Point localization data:
- Opening Delimiter -

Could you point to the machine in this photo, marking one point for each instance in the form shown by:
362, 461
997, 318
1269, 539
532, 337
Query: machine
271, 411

- Closing Delimiter -

EXERCISE OBJECTIVE: Copy every entry exactly as it is given.

WRITTEN SOLUTION:
Could you point to the machine in this photo, marking one point for each instance in the form shown by:
362, 461
997, 318
1269, 539
532, 337
Query: machine
271, 411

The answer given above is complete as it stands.